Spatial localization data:
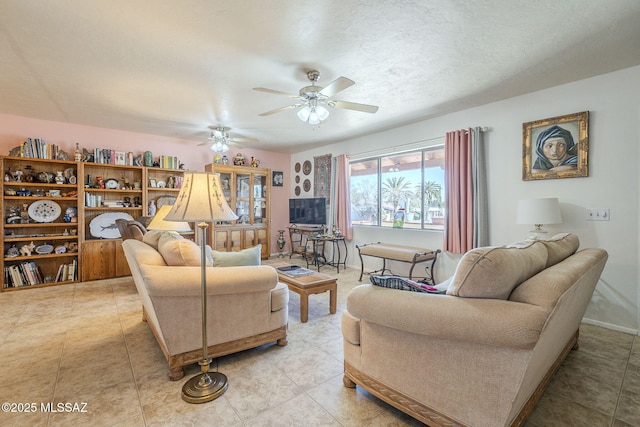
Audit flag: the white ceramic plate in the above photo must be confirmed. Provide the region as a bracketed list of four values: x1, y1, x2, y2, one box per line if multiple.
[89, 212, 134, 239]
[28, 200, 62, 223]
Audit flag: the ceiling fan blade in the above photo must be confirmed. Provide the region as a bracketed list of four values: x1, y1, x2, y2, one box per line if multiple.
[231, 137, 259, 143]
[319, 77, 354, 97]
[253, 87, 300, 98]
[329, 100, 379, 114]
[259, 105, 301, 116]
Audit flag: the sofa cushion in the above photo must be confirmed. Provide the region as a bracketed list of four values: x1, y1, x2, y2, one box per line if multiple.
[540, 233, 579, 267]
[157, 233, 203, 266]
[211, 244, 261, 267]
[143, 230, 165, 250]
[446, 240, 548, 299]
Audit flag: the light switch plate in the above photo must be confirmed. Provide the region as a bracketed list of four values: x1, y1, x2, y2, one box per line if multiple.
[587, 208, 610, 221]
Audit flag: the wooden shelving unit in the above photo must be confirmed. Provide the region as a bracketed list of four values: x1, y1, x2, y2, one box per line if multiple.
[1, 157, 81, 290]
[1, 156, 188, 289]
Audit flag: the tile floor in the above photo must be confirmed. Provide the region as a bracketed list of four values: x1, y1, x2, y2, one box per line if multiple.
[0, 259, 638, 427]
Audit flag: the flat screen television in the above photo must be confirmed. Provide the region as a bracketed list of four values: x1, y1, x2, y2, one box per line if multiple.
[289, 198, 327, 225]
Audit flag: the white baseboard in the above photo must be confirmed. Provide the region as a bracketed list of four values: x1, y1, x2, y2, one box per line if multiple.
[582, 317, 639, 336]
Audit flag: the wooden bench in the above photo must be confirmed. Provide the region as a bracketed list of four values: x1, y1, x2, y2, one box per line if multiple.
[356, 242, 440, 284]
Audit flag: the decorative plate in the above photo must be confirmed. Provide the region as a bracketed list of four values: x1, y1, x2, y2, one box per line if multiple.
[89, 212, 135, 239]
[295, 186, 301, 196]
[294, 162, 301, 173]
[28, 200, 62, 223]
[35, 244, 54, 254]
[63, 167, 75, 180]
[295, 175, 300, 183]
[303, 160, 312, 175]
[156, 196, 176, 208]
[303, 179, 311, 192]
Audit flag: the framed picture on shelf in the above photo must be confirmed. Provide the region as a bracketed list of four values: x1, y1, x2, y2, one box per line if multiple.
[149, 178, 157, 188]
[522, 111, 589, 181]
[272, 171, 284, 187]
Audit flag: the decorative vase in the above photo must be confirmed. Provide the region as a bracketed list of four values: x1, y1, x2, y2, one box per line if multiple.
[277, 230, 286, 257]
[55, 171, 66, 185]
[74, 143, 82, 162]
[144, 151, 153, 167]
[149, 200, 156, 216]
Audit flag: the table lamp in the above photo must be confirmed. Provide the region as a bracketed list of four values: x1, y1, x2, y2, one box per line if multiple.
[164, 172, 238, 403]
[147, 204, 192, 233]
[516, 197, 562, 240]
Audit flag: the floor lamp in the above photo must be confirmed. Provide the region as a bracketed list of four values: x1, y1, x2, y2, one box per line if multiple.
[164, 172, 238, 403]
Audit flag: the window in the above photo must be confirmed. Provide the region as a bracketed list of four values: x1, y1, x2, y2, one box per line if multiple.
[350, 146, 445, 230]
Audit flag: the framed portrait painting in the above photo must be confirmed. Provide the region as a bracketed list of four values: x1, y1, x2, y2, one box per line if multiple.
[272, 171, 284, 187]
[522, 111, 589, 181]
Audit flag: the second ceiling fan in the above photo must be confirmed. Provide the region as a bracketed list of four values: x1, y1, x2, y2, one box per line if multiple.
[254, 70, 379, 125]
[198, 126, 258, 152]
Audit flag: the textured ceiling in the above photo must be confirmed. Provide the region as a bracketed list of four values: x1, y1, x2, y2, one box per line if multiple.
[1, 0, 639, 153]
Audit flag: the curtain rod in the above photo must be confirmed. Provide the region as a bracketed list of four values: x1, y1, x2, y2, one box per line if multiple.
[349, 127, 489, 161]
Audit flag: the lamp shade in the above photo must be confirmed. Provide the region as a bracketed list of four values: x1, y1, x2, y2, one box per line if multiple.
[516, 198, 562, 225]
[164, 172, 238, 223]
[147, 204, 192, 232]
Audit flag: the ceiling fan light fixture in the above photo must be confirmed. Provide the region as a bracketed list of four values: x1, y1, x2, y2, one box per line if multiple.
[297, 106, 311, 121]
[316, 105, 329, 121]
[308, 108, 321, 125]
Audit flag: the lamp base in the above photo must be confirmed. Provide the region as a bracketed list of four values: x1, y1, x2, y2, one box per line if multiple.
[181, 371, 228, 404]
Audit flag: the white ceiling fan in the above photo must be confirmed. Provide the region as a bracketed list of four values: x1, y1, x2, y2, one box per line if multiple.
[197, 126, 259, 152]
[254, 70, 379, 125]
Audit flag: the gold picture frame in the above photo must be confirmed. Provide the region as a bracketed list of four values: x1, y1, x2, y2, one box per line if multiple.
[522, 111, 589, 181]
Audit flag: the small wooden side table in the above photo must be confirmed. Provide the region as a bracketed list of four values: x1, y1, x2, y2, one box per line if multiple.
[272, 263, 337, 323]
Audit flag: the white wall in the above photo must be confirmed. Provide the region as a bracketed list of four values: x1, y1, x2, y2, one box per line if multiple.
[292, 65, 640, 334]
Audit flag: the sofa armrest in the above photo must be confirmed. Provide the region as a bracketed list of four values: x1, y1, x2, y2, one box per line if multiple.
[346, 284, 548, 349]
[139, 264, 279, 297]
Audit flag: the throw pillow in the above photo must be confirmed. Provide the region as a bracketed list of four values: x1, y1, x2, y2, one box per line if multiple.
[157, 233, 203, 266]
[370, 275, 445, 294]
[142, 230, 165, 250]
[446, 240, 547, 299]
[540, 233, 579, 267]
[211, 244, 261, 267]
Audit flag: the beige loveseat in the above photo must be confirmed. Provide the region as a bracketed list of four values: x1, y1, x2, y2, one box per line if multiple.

[WHAT YOU WILL DO] The copy should match each line above exactly and contain no images.

[OUTPUT FOR THIS EXERCISE]
Audit flag: the white ceramic plate in the above photo must be confirmed. Provide the region as a bracketed list of four values: x1, y1, x2, y2, one box per line if multiple.
[89, 212, 134, 239]
[28, 200, 62, 223]
Audit flag: the ceiling fan blade in the above photo must be confirmed. Provide the region as a bracketed list of four values: x1, y1, x2, y2, one box per line if multiple.
[231, 137, 259, 143]
[319, 77, 354, 97]
[253, 87, 300, 98]
[329, 100, 379, 114]
[259, 105, 301, 116]
Audit flag: the sofa cushion in the above photo must be confirmed. Provide the region as a bracketed list of four values: x1, y1, x2, y2, one box per line if multiple.
[540, 233, 579, 267]
[157, 233, 203, 266]
[211, 244, 261, 267]
[143, 230, 165, 250]
[446, 240, 548, 299]
Audit flag: the light switch plate in the above photo must be confirmed. Provide the region as a bracketed list of four values: x1, y1, x2, y2, one box per line if multiple.
[587, 208, 610, 221]
Audit flag: the wooden shelving unit in the above photo must be confirmed. Provide the region as a bracketed list of four values: x1, y1, x2, y2, one box per line if multiple.
[1, 157, 81, 290]
[1, 156, 188, 289]
Audit flag: the tile floor in the above photo must be confirmed. Provide the region as a bracketed list of four values: x1, y1, x2, y2, one box per line if multiple.
[0, 259, 638, 427]
Audit flag: the flat screen television in the above photo must be confirmed. Provide the region as a bracketed list of four values: x1, y1, x2, y2, one box per line if multiple.
[289, 198, 327, 225]
Audit flag: the white baseboard in the above photo must be confirmed. Provide the region as a bracketed list of four values: x1, y1, x2, y2, one box per line if multiple.
[582, 317, 639, 336]
Audit flag: the wooden bench in the above photo must be confirmed. Provide the region as a bracketed list of four values: x1, y1, x2, y2, one box per line if multiple.
[356, 242, 440, 284]
Audit flag: the decorative plate in the above photo must be confirmed. Provide the region as a bracketed list of four values: x1, y1, x2, y2, one box per line if multiple.
[89, 212, 135, 239]
[295, 186, 301, 196]
[294, 162, 301, 173]
[28, 200, 62, 223]
[35, 244, 54, 254]
[63, 167, 75, 180]
[295, 175, 300, 183]
[303, 160, 312, 175]
[156, 196, 176, 208]
[303, 179, 311, 192]
Audit flag: the framed picture on shelf in the above photo must be confirmed. Provide the region as a bracketed list of four values: x1, y1, x2, y2, one box per line if multiple.
[149, 178, 157, 188]
[522, 111, 589, 181]
[272, 171, 284, 187]
Audit flag: the decorative vase in the above photo must be confirmed. Provide the region as a bracketed list of four values: x1, y1, x2, y2, one box per line if multiple.
[277, 230, 286, 257]
[55, 171, 66, 185]
[74, 143, 82, 162]
[144, 151, 153, 167]
[149, 200, 156, 216]
Audit flag: the table lamp in the above photo must be confirmed. Provide the region as a bracketed list of four values: x1, y1, x2, y2, one box per line if multiple.
[164, 172, 238, 403]
[147, 204, 192, 233]
[516, 197, 562, 240]
Audit flag: the floor lamp in the above photo must be confirmed. Provide the region as a bracketed list of four values: x1, y1, x2, y2, one box per line if multiple.
[164, 172, 238, 403]
Audit flag: the window in the above photo must be confirmed. Provide the region as a bracketed list of four values: x1, y1, x2, y2, one box per line if multiple.
[350, 146, 445, 230]
Audit flag: the framed portrait painting in the above photo must be confirmed. Provide the region as a bracketed list of four values: x1, y1, x2, y2, one box per line if multiple.
[272, 171, 284, 187]
[522, 111, 589, 181]
Audit flag: the second ceiling fan in the above photo must be confirmed. Provide the region as a bracketed list of four values: x1, y1, x2, y2, one box per line if multiple.
[254, 70, 379, 125]
[198, 126, 258, 152]
Audit flag: the textured ceiling in the above photo must be confirmed. Provide the region as a bracketed list of four values: x1, y1, x2, y2, one box per line if multiple.
[1, 0, 639, 153]
Audit flag: the curtain rod in the above photo must be confirmed. Provide the region as a bracketed list of four values: x1, y1, x2, y2, one box per line if multiple.
[349, 127, 489, 161]
Audit flag: the lamp shade in the above photo must be confirmed. Provide the region as a bracketed list of four values: x1, y1, x2, y2, one box per line if multiple.
[516, 198, 562, 225]
[164, 172, 238, 223]
[147, 204, 192, 232]
Audit flag: the ceiling fan light fixture in the above photo must be confirmed. Provide the region as a bracketed list of four values: x1, y1, x2, y2, one box per line if multiple.
[297, 106, 311, 121]
[316, 105, 329, 121]
[308, 108, 321, 125]
Audit flag: the lamp base in the above photo must be confirmed. Provide the region as a bracketed list of four values: x1, y1, x2, y2, one box per line if multiple.
[181, 371, 228, 404]
Audit flag: the white ceiling fan in the above photo must be confirmed. Provide the region as a bracketed list of four values: x1, y1, x2, y2, one box per line if multiple.
[197, 126, 259, 152]
[254, 70, 379, 125]
Audit flag: the gold picture frame in the above photo must be confirmed. Provide the region as a bracketed list of four values: x1, y1, x2, y2, one box per line if multiple.
[522, 111, 589, 181]
Audit flag: the small wooden side table in the above photo must be confirmed. Provide the region as a bracketed list of four values: x1, y1, x2, y2, one box per line if multiple.
[272, 263, 337, 323]
Audit flag: the white wall in the above photo must be confirmed. Provide the region as a bracketed list of four values: x1, y1, x2, y2, one box per line if multiple.
[292, 65, 640, 334]
Audit flag: the sofa armrest in the above photo must be confirmed. Provide the region as a bracketed list of four values: x1, y1, x2, y2, one box per line if multiple.
[346, 284, 548, 349]
[139, 264, 279, 297]
Audit flag: the throw pillow in the above photo must be confirmed. Provide the region as a bracketed list of four values: x1, y1, x2, y2, one box per line if multiple.
[157, 233, 203, 266]
[370, 275, 445, 294]
[142, 230, 165, 250]
[446, 240, 547, 299]
[540, 233, 579, 267]
[211, 244, 261, 267]
Audit flag: the beige loveseat in the above photo must be confirmed. Provide the region as a bracketed list of four values: x1, y1, x2, y2, one box per line if multiple.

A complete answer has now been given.